→ Parts of the exercise
#1 Answer these questions about the fishing trip post:
(a) Which river did the writer take a solo trip to?
(b) About how warm were the temperatures on the ride up the lake?
(c) What kind of bird fussed at the writer at the bait spot?
#2 Repeat the part of the fishing trip post starting with "Went to my favorite" and going on through "the fall colors.".

----- Document section -----

# If you're only gonna catch one fish...



## Bodupp (Oct 3, 2007)

I had never seen the solunar tables say "STAY HOME", but that was pretty much the outlook for today, but I had to try since it was such a beautiful day. I made a solo trip to the Tallapoosa today after a buddy couldn't clear his work schedule.
The ride up the lake was absolutely gorgeous with all the colors of the leaves nearing their peak. Seas were near one inch and temps were around 80.
Went to my favorite bait spot and was greeted, or should I say bitched at, by the same old hag of a blue heron that always gives me hell when I'm castnetting. Why can't she just STFU?
Caught some giant gizzards that I hoped would scare the spotted bass, and had a pleasant ride up the lake enjoying the fall colors.
When I got near Martin Dam I could smell the rotten egg odor that comes this time of year when Lake Martin is puking out what I assume is the fall turnover. Nasty brown foam covered the water and the little shit spotted bass were popping the surface nearly everywhere.

----- Given entries -----

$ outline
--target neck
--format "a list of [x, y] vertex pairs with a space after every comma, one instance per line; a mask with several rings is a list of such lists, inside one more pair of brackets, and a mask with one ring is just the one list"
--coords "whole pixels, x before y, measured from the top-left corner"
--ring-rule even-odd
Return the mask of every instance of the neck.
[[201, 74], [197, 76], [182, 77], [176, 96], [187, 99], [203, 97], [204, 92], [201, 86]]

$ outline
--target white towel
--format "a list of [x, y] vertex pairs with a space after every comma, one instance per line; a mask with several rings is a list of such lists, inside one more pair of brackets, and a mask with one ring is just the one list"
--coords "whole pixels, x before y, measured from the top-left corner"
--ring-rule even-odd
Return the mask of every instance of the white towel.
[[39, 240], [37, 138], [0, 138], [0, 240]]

-----
----- Given entries -----

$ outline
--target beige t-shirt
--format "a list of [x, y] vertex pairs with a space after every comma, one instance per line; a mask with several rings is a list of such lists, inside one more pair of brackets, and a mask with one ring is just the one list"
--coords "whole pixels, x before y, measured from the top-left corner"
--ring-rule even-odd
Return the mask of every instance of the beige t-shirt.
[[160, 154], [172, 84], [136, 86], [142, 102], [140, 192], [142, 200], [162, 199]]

-----

→ Expected results
#1
(a) The Tallapoosa
(b) Around 80
(c) A blue heron

#2
Went to my favorite bait spot and was greeted, or should I say bitched at, by the same old hag of a blue heron that always gives me hell when I'm castnetting. Why can't she just STFU?
Caught some giant gizzards that I hoped would scare the spotted bass, and had a pleasant ride up the lake enjoying the fall colors.